**Dados fornecidos:**

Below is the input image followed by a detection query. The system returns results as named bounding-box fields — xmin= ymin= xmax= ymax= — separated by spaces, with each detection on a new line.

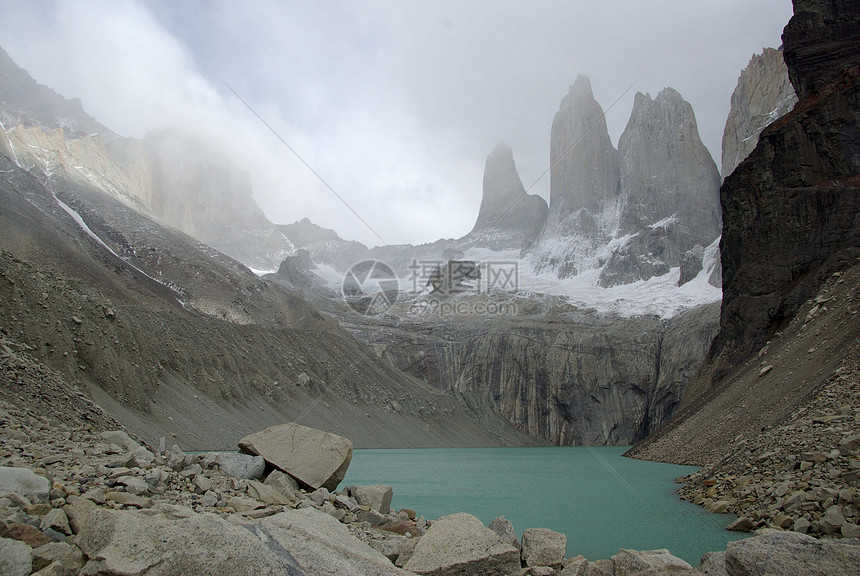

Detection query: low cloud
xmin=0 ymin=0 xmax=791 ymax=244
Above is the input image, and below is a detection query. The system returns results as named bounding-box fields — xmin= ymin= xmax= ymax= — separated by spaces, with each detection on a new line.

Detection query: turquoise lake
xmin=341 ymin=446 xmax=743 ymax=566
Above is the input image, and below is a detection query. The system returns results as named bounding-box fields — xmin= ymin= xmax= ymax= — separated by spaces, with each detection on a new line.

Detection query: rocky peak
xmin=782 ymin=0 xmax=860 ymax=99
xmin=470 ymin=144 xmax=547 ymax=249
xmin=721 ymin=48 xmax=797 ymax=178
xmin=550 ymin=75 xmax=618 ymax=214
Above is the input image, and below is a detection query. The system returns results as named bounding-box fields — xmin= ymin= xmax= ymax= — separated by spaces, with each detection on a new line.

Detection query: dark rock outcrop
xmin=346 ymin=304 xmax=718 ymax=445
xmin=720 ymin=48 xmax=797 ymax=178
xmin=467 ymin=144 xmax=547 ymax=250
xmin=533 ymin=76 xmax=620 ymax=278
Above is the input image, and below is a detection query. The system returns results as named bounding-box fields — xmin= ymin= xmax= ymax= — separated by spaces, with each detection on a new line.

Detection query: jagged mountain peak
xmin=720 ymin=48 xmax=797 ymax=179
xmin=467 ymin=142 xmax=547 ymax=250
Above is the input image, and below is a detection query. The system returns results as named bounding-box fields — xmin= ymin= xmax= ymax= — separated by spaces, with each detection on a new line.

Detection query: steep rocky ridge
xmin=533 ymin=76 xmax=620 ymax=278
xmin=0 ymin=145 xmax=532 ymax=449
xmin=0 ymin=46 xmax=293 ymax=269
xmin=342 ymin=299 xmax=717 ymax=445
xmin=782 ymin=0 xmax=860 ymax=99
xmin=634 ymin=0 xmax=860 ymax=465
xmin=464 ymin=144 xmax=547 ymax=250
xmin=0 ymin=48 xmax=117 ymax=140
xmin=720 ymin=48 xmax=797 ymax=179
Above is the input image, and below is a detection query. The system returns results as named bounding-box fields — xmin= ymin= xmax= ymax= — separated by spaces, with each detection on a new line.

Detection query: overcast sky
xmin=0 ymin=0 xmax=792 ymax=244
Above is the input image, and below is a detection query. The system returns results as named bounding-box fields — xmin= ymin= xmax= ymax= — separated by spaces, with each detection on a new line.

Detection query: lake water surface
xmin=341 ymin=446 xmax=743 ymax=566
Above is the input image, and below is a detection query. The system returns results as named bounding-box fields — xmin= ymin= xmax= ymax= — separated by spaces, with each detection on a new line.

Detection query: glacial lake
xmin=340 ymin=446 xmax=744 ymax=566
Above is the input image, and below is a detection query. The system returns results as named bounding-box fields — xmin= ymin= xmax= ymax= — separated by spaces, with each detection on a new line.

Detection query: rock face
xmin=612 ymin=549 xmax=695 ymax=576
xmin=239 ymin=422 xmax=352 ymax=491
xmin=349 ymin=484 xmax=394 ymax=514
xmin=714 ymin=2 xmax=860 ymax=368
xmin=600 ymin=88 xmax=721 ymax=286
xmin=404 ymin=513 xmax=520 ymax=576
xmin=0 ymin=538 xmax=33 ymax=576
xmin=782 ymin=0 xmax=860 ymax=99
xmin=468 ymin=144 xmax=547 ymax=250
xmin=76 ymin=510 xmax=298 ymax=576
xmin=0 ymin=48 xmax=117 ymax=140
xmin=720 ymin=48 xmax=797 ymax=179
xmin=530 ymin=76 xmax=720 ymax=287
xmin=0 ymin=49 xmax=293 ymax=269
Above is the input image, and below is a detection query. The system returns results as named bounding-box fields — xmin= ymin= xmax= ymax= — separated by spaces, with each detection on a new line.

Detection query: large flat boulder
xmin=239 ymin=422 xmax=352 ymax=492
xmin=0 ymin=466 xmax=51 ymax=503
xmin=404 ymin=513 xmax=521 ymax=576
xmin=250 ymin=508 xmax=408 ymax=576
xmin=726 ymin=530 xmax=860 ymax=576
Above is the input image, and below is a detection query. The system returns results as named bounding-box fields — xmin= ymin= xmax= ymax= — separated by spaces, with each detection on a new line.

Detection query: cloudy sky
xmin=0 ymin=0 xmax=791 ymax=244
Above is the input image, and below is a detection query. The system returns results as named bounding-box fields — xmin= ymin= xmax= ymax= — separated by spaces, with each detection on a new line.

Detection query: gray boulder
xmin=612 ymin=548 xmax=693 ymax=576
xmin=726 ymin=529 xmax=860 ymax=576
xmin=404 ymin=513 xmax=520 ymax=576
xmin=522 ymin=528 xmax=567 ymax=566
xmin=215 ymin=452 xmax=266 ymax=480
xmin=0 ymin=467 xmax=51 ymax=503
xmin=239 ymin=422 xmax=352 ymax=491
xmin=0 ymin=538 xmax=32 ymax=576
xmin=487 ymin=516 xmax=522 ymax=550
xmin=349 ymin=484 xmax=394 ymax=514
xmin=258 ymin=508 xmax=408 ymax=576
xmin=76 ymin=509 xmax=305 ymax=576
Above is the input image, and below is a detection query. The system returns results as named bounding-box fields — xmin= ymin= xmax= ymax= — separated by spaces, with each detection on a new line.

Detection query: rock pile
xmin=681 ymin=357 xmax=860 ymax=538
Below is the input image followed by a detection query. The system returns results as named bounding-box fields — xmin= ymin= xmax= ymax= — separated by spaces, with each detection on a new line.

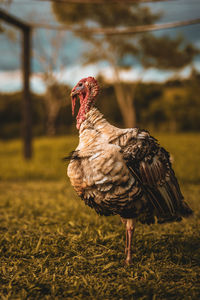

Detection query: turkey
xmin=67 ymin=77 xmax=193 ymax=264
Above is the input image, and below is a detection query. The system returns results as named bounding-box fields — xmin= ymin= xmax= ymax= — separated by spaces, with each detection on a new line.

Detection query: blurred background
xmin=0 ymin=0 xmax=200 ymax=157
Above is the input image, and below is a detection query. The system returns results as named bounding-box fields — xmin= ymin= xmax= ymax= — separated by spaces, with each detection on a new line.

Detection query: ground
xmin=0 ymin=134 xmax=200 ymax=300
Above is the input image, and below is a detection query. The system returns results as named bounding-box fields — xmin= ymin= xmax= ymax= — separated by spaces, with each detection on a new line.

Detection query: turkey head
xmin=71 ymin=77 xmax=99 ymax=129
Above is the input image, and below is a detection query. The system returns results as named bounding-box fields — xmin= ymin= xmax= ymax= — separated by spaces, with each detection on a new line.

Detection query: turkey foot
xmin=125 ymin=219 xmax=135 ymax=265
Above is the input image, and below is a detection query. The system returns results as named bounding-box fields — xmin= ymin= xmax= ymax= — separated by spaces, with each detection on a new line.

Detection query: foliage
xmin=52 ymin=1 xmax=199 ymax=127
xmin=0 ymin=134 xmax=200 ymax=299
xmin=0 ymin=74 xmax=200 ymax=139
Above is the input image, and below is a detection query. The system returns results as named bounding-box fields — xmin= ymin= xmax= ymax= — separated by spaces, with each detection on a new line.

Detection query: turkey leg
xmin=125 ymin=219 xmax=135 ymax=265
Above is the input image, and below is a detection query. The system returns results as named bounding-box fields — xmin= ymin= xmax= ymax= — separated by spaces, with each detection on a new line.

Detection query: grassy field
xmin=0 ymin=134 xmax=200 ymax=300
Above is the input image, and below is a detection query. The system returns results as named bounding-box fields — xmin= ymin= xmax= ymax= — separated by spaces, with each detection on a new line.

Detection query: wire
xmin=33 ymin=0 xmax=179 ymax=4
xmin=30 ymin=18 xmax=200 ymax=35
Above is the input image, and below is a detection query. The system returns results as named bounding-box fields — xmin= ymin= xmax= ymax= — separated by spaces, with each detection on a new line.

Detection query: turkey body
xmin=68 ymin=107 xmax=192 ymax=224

**Requisito:** Reproduza integralmente todas as linhas dos dados acima, sem incluir as imagens na resposta.

**Resposta final:**
Below is the input image followed by a detection query. The system returns results as named bounding-box fields — xmin= ymin= xmax= ymax= — separated by spaces, with each detection on a new line.


Detection query: low cloud
xmin=0 ymin=0 xmax=791 ymax=244
Above is the input image, and below is a detection query. The system returns results as named bounding-box fields — xmin= ymin= xmax= ymax= — separated by spaces, with each detection on a new line.

Detection query: turquoise lake
xmin=341 ymin=446 xmax=743 ymax=566
Above is the input image, and below is a detection query. The system returns results as named bounding-box fields — xmin= ymin= xmax= ymax= — separated by spaces, with each detection on a new line.

Detection query: rocky peak
xmin=782 ymin=0 xmax=860 ymax=99
xmin=470 ymin=144 xmax=547 ymax=249
xmin=721 ymin=48 xmax=797 ymax=178
xmin=550 ymin=75 xmax=618 ymax=214
Above is the input image, and below is a detection query. The system returns results as named bounding-box fields — xmin= ymin= xmax= ymax= — separated by spaces, with each detection on a new line.

Detection query: dark rock outcrop
xmin=346 ymin=304 xmax=718 ymax=445
xmin=720 ymin=48 xmax=797 ymax=178
xmin=467 ymin=144 xmax=547 ymax=250
xmin=533 ymin=76 xmax=620 ymax=278
Above is the input image, and below is a detection query. The system returns results as named bounding-box fields — xmin= ymin= xmax= ymax= — separated by spaces, with each detection on a new line.

Detection query: jagged mountain peak
xmin=720 ymin=48 xmax=797 ymax=179
xmin=467 ymin=142 xmax=547 ymax=250
Above is the input image, and below is a detection query. The system returns results as named bounding-box fields — xmin= ymin= xmax= ymax= — separated by spaces, with each detection on a new line.

Detection query: steep rocky ridge
xmin=533 ymin=76 xmax=620 ymax=278
xmin=0 ymin=145 xmax=532 ymax=449
xmin=0 ymin=46 xmax=293 ymax=269
xmin=342 ymin=299 xmax=717 ymax=445
xmin=782 ymin=0 xmax=860 ymax=99
xmin=634 ymin=0 xmax=860 ymax=465
xmin=464 ymin=144 xmax=547 ymax=250
xmin=0 ymin=48 xmax=117 ymax=140
xmin=720 ymin=48 xmax=797 ymax=179
Above is the input image, and below is a detection query. The system returns results as named bounding-box fields — xmin= ymin= xmax= ymax= — separated by spaces, with each detection on a new line.

Detection query: overcast sky
xmin=0 ymin=0 xmax=792 ymax=244
Above is the input image, and below is a detection query. The system returns results as named bounding-box fields — xmin= ymin= xmax= ymax= — separated by spaces, with each detection on a new line.

Detection query: lake water surface
xmin=341 ymin=446 xmax=743 ymax=566
Above is the input image, and below is a detection query. The system returns results as named bounding-box fields — xmin= ymin= xmax= ymax= — separated by spaces, with each detection on a new line.

Detection query: glacial lake
xmin=340 ymin=446 xmax=744 ymax=566
Above is the input image, and below is a detection query. The system returns results as named bounding-box fields — xmin= ymin= xmax= ymax= — separated by spaces, with each detection on a new line.

Detection query: rock face
xmin=612 ymin=549 xmax=695 ymax=576
xmin=239 ymin=422 xmax=352 ymax=491
xmin=349 ymin=484 xmax=394 ymax=514
xmin=714 ymin=2 xmax=860 ymax=368
xmin=600 ymin=88 xmax=721 ymax=286
xmin=404 ymin=513 xmax=520 ymax=576
xmin=0 ymin=538 xmax=33 ymax=576
xmin=782 ymin=0 xmax=860 ymax=99
xmin=468 ymin=144 xmax=547 ymax=250
xmin=76 ymin=510 xmax=298 ymax=576
xmin=0 ymin=48 xmax=117 ymax=140
xmin=720 ymin=48 xmax=797 ymax=179
xmin=530 ymin=76 xmax=720 ymax=287
xmin=0 ymin=49 xmax=293 ymax=269
Above is the input image, and below is a detection query. The system returns results as named bounding-box fields — xmin= ymin= xmax= ymax= — separated by spaces, with each detection on a new line.

Detection query: large flat boulder
xmin=239 ymin=422 xmax=352 ymax=492
xmin=0 ymin=466 xmax=51 ymax=503
xmin=404 ymin=513 xmax=521 ymax=576
xmin=250 ymin=508 xmax=408 ymax=576
xmin=726 ymin=530 xmax=860 ymax=576
Above is the input image, and below is a detection query. The system returns results as named bounding-box fields — xmin= ymin= xmax= ymax= — separated by spaces, with each detection on a new line.

Detection query: cloudy sky
xmin=0 ymin=0 xmax=791 ymax=244
Above is the input image, and below is a detection query. The system returns results as named bounding-box fields — xmin= ymin= xmax= ymax= — separated by spaces, with each detection on a new line.

Detection query: gray boulder
xmin=612 ymin=548 xmax=693 ymax=576
xmin=726 ymin=529 xmax=860 ymax=576
xmin=404 ymin=513 xmax=520 ymax=576
xmin=522 ymin=528 xmax=567 ymax=566
xmin=215 ymin=452 xmax=266 ymax=480
xmin=0 ymin=467 xmax=51 ymax=503
xmin=239 ymin=422 xmax=352 ymax=491
xmin=0 ymin=538 xmax=32 ymax=576
xmin=487 ymin=516 xmax=522 ymax=550
xmin=349 ymin=484 xmax=394 ymax=514
xmin=258 ymin=508 xmax=408 ymax=576
xmin=76 ymin=509 xmax=305 ymax=576
Above is the input image, and below is a detection query. The system returns results as named bounding-box fields — xmin= ymin= xmax= ymax= — separated by spaces, with each detection on a new line.

Detection query: rock pile
xmin=681 ymin=357 xmax=860 ymax=538
Below is the input image followed by a detection query. The system returns results as named bounding-box fields — xmin= ymin= xmax= ymax= — separated by spaces, with each detection on a new line.


Detection query: turkey
xmin=67 ymin=77 xmax=193 ymax=264
Above is the input image, and below is a detection query. The system returns results as named bounding-box fields — xmin= ymin= xmax= ymax= — separated by spaces, with each detection on a new line.

Detection query: blurred background
xmin=0 ymin=0 xmax=200 ymax=157
Above is the input image, and below is a detection query. The system returns results as named bounding-box fields — xmin= ymin= xmax= ymax= — separated by spaces, with each detection on a new line.

Detection query: ground
xmin=0 ymin=134 xmax=200 ymax=300
Above is the input image, and below is a detection query. The system returns results as named bounding-box fields — xmin= ymin= xmax= ymax= — separated by spaces, with each detection on a new line.

Detection query: turkey head
xmin=71 ymin=77 xmax=99 ymax=129
Above is the input image, and below is a detection query. The system returns results as named bounding-box fields — xmin= ymin= xmax= ymax= — separated by spaces, with each detection on a new line.

Detection query: turkey foot
xmin=125 ymin=219 xmax=135 ymax=265
Above is the input image, and below is a detection query. The system returns results as named bounding-box fields — xmin= ymin= xmax= ymax= — separated by spaces, with each detection on a new line.

Detection query: foliage
xmin=52 ymin=1 xmax=199 ymax=127
xmin=0 ymin=134 xmax=200 ymax=299
xmin=0 ymin=74 xmax=200 ymax=139
Above is the input image, and below is a detection query. The system returns results as named bounding-box fields — xmin= ymin= xmax= ymax= — separated by spaces, with each detection on a new line.

Detection query: turkey leg
xmin=125 ymin=219 xmax=135 ymax=265
Above is the input image, and below is a detection query. The system returns results as named bounding-box fields — xmin= ymin= xmax= ymax= — separated by spaces, with each detection on a new line.

Detection query: grassy field
xmin=0 ymin=134 xmax=200 ymax=300
Above is the input image, and below is a detection query. The system returns results as named bounding-box fields — xmin= ymin= xmax= ymax= — separated by spaces, with each detection on a new line.

Detection query: wire
xmin=33 ymin=0 xmax=179 ymax=4
xmin=30 ymin=18 xmax=200 ymax=35
Above is the input image, and below is a detection query. The system returns results as named bounding-box fields — xmin= ymin= xmax= ymax= — separated by spaces, with each detection on a new line.

Detection query: turkey body
xmin=68 ymin=107 xmax=192 ymax=224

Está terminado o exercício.